(A run of records)
::::

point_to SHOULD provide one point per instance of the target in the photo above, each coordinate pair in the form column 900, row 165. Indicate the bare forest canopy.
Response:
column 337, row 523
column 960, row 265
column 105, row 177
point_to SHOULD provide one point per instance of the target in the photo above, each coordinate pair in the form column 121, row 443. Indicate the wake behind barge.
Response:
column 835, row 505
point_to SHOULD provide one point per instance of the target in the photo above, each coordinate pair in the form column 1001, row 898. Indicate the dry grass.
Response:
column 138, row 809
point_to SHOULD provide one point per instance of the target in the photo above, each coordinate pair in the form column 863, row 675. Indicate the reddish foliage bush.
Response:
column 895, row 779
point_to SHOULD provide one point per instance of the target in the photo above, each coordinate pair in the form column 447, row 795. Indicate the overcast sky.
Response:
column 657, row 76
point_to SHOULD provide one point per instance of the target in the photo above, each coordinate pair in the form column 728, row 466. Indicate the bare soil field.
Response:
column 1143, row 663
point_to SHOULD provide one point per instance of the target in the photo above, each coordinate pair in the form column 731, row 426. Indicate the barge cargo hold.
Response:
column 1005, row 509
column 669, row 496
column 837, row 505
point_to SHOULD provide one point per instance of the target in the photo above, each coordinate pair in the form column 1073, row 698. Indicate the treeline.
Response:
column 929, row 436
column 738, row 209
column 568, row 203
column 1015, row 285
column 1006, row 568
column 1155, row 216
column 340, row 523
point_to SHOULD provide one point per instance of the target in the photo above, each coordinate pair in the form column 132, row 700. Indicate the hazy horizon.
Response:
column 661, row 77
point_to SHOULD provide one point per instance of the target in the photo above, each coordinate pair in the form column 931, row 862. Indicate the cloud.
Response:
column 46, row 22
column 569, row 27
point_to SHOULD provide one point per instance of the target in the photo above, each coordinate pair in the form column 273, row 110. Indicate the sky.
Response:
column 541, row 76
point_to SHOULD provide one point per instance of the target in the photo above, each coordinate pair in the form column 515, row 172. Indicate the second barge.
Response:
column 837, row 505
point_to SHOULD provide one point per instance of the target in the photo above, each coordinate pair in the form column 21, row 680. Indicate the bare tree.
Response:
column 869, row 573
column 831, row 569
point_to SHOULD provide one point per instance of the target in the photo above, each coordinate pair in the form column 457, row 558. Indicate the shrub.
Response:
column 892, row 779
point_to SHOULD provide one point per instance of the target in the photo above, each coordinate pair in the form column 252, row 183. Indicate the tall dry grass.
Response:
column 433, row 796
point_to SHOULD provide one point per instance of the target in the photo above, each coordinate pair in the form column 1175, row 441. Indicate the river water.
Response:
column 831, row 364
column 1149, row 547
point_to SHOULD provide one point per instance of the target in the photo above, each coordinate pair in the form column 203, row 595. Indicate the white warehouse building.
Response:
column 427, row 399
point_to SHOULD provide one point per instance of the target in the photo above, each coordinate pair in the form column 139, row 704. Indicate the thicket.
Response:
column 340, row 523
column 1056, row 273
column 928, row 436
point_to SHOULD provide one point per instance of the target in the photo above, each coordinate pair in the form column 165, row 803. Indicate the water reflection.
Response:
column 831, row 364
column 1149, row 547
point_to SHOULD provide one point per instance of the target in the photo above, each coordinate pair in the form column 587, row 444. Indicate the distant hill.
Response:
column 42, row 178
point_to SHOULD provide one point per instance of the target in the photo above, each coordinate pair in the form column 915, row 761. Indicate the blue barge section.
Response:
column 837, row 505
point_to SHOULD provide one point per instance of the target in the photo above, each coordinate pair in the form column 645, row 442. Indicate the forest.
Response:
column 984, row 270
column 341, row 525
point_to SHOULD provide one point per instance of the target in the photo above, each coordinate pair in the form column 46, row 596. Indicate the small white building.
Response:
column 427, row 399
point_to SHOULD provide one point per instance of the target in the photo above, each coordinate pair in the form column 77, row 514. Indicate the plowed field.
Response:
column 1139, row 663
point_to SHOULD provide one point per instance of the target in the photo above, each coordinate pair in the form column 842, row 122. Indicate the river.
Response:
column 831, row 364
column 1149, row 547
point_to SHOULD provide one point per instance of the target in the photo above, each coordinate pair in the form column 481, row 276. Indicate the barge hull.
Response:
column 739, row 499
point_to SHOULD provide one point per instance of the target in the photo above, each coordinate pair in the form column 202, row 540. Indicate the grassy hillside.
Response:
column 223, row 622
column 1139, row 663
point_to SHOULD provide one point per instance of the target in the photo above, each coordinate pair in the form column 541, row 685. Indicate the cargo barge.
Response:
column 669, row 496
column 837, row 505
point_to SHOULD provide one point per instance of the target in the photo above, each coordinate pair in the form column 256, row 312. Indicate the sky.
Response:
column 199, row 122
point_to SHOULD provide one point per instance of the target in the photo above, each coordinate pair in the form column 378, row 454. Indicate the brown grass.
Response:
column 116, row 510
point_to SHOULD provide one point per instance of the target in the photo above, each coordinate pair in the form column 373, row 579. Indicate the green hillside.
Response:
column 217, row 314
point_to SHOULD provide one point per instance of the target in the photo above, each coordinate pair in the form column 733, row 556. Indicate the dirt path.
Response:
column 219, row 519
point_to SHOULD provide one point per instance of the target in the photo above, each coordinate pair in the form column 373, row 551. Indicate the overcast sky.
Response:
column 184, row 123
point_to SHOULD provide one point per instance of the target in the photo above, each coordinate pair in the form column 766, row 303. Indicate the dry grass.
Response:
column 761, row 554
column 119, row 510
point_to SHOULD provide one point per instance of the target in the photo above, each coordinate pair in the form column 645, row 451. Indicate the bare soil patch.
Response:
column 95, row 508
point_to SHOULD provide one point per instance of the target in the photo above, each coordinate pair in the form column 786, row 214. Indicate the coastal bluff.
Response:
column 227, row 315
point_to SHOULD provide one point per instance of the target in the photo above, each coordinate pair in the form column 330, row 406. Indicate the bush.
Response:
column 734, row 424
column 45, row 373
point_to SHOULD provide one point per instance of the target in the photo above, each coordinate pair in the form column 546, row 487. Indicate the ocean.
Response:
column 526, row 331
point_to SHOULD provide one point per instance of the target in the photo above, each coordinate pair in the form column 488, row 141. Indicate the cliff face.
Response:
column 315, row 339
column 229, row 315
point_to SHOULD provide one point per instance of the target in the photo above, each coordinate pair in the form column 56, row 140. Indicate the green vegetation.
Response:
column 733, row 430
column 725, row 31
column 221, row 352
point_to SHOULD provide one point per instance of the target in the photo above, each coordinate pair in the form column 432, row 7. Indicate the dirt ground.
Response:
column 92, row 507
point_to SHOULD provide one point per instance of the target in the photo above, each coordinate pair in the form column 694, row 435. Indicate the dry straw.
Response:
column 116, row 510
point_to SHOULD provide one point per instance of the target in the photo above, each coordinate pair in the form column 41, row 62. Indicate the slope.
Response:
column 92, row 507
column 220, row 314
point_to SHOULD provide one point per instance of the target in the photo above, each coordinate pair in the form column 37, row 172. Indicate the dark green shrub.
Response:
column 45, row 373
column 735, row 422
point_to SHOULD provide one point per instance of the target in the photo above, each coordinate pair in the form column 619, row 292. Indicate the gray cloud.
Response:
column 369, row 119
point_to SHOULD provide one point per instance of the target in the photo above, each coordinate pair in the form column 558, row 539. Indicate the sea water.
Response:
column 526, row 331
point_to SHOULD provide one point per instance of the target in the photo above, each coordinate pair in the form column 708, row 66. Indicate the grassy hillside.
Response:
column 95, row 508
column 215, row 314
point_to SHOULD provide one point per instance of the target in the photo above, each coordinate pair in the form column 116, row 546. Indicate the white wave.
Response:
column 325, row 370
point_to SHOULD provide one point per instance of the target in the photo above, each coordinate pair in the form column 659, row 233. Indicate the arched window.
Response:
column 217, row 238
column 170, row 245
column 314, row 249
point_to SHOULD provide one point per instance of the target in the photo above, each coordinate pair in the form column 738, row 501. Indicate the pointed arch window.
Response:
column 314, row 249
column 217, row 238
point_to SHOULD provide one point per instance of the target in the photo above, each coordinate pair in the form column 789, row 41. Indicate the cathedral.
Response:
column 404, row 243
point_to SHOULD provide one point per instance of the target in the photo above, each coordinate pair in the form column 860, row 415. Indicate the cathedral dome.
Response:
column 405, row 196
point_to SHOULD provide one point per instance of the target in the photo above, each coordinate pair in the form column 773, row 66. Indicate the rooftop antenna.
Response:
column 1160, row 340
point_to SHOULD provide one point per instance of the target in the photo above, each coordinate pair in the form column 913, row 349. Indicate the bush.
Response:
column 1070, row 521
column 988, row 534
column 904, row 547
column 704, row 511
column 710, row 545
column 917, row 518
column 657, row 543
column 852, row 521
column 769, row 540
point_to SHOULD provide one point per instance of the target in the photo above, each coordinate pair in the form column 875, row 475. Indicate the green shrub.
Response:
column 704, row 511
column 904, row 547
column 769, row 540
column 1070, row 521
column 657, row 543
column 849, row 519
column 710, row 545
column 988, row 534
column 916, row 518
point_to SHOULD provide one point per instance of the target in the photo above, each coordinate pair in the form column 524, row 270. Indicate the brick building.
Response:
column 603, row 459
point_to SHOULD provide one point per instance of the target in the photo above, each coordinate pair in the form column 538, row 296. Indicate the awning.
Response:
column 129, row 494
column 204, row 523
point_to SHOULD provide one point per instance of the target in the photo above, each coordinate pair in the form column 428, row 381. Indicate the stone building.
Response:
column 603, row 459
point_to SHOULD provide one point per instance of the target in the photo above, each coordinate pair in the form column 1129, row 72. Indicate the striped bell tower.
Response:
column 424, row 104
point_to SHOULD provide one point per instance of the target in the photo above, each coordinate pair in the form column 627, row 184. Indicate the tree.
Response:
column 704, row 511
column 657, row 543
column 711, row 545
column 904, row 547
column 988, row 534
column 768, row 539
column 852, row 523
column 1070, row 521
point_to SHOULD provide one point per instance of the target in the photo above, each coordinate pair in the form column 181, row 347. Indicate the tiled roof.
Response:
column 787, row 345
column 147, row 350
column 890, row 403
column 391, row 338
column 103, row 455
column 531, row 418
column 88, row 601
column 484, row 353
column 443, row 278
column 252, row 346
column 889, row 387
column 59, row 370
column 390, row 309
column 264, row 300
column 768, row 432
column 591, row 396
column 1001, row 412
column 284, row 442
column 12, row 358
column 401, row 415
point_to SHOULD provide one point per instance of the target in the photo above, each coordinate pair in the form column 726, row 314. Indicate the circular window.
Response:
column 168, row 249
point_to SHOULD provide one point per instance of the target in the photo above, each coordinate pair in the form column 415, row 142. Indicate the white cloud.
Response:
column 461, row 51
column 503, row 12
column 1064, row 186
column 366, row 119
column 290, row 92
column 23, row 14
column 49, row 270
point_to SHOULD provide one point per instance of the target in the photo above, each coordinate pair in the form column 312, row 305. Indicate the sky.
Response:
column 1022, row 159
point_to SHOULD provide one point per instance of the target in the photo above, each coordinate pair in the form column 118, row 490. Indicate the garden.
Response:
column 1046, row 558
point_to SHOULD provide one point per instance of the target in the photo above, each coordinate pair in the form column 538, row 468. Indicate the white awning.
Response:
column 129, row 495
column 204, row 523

::::

▸ Stated goal:
Return exactly the lines of the data, and only those, from the line with "Indicate the tree." through the last line, inclusive.

▸ Output:
point_to SHOULD provide one point per instance of the target in the photo above, each coordinate pair in the form column 627, row 184. Indicate the tree.
Response:
column 704, row 511
column 657, row 543
column 711, row 545
column 904, row 547
column 988, row 534
column 768, row 539
column 852, row 523
column 1070, row 521
point_to SHOULD provide one point per instance of the target in the photo above, each coordinate pair in the form column 181, row 347. Indicate the tiled roof.
Response:
column 787, row 345
column 147, row 350
column 890, row 403
column 391, row 338
column 103, row 455
column 531, row 418
column 88, row 601
column 484, row 353
column 443, row 278
column 252, row 346
column 889, row 387
column 59, row 370
column 390, row 309
column 264, row 300
column 768, row 432
column 591, row 396
column 1001, row 412
column 284, row 442
column 12, row 358
column 401, row 415
point_to SHOULD provide one point per instance of the target in the photo above, each coordinate pair in the form column 726, row 314. Indicate the circular window.
Response:
column 168, row 249
point_to SHOULD provide one point per instance of the target in the photo above, each coordinate pair in the form column 415, row 142. Indicate the white cloud.
Response:
column 461, row 51
column 503, row 12
column 1064, row 186
column 366, row 119
column 290, row 92
column 23, row 14
column 49, row 270
point_to SHOULD provide one point per instance of the target in the photo above, each coordinate pair in the form column 312, row 305. Indicate the sky.
Response:
column 1022, row 159
point_to SHOULD provide one point per instance of the target in the photo above, each coordinate pair in the form column 118, row 490. Indicate the garden.
Response:
column 1046, row 558
point_to SHOULD provide one point per instance of the target in the photo above, each coordinate pair in the form column 538, row 468. Indicate the white awning.
Response:
column 129, row 495
column 204, row 523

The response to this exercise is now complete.